** Start DATA SHOWN **

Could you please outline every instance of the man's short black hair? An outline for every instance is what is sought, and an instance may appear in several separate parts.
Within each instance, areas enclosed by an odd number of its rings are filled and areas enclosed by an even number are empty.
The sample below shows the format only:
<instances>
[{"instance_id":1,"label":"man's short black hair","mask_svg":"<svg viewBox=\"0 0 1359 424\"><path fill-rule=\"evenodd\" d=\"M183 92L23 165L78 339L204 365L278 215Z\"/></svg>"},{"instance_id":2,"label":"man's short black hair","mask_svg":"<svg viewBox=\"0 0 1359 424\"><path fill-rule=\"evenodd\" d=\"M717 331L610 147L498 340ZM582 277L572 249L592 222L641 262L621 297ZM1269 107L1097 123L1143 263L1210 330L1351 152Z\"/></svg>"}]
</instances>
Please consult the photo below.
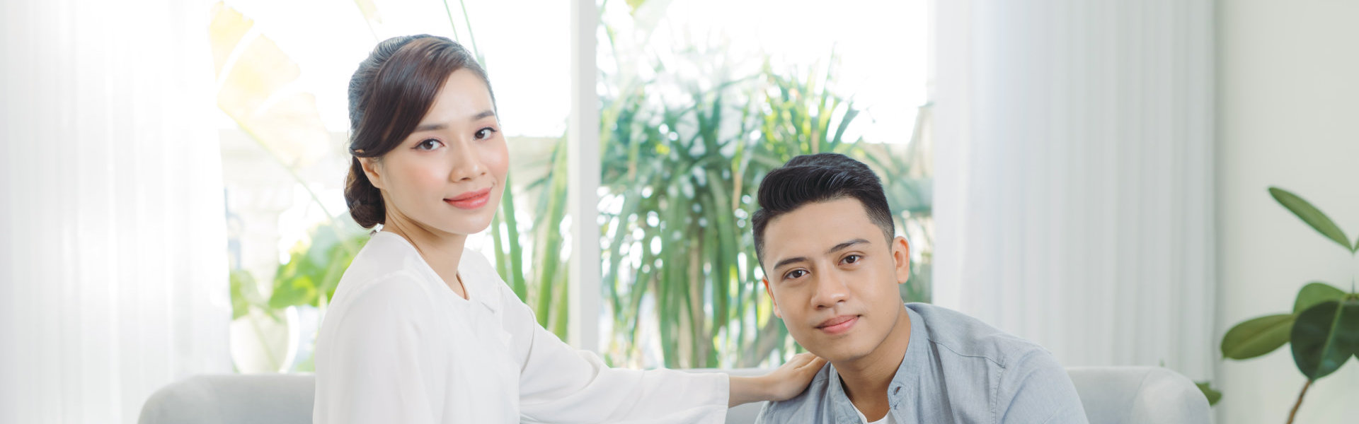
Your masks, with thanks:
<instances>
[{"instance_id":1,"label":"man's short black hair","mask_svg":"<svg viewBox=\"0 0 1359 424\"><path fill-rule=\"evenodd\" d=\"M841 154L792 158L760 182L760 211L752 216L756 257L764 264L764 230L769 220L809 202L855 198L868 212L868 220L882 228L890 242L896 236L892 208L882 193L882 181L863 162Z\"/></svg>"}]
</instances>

** End DATA SHOWN **

# [INSTRUCTIONS TO FOLLOW]
Switch "consult" to "examine" wherever it occurs in the listing, and change nothing else. Leave the pictures out of your answer.

# [THE RESPONSE]
Could you please outline every instance of the man's short black hair? An outline for every instance is what is sought, and an instance may appear in several separate parts.
Within each instance, areas enclosed by an odd number of its rings are filled and areas enclosed by an even number are empty.
The sample below shows the format only:
<instances>
[{"instance_id":1,"label":"man's short black hair","mask_svg":"<svg viewBox=\"0 0 1359 424\"><path fill-rule=\"evenodd\" d=\"M183 92L23 165L78 339L204 365L278 215Z\"/></svg>"},{"instance_id":2,"label":"man's short black hair","mask_svg":"<svg viewBox=\"0 0 1359 424\"><path fill-rule=\"evenodd\" d=\"M717 331L610 147L498 340ZM582 277L572 249L592 222L641 262L621 297ZM1269 107L1097 123L1143 263L1210 330L1351 152Z\"/></svg>"}]
</instances>
Please examine the photo below.
Your masks, with thanks:
<instances>
[{"instance_id":1,"label":"man's short black hair","mask_svg":"<svg viewBox=\"0 0 1359 424\"><path fill-rule=\"evenodd\" d=\"M841 154L792 158L760 182L760 211L752 216L756 257L764 264L764 230L769 220L809 202L855 198L868 212L868 220L882 228L890 242L896 236L892 208L882 193L882 181L863 162Z\"/></svg>"}]
</instances>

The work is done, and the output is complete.